### WHAT YOU HAVE TO DO
How many lines in the data below contain the string "woman"? Letter case matters. Reply with the number alone.

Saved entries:
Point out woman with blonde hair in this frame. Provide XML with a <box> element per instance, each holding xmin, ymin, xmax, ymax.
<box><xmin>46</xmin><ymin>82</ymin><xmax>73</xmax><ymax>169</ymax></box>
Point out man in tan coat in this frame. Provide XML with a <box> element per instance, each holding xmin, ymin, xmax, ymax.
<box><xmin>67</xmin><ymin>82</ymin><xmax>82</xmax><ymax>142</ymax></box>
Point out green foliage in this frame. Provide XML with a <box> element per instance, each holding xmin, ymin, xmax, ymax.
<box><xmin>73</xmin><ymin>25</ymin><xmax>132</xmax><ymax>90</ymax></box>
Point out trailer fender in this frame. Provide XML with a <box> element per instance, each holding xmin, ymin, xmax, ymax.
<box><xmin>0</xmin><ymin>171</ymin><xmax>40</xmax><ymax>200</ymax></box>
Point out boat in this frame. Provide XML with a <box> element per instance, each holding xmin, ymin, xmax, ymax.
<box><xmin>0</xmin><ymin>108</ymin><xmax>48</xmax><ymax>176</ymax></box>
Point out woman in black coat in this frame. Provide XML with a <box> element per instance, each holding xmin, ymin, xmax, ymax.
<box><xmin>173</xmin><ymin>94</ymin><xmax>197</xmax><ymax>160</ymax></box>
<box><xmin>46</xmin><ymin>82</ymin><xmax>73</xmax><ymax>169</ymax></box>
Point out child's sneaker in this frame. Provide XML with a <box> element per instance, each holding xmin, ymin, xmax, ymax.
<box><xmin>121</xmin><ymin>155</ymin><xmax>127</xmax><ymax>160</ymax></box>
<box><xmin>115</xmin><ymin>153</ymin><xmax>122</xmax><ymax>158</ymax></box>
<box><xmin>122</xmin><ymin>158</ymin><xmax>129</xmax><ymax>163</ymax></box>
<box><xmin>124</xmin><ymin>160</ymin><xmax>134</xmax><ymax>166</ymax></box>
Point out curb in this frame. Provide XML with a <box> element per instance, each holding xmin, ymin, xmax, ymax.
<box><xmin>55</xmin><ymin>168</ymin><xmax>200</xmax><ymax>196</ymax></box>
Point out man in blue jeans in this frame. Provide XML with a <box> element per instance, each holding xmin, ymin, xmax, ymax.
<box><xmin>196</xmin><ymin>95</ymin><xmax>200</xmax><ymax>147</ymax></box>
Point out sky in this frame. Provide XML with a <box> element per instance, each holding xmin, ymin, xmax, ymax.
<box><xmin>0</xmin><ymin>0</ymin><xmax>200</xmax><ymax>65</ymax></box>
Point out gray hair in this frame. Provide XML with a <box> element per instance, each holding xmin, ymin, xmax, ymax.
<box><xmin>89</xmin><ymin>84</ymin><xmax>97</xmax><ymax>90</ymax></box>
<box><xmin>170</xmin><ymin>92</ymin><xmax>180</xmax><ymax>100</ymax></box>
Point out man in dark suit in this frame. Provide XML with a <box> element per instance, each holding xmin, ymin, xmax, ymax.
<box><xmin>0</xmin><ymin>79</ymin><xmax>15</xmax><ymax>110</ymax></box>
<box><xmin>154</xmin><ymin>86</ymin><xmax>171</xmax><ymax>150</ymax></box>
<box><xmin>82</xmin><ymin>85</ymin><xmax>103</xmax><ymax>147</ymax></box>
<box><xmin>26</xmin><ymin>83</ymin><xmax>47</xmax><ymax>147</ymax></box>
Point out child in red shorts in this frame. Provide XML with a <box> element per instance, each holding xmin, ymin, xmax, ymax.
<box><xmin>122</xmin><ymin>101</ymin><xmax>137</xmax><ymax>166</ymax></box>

### SOLUTION TO THE PROBLEM
2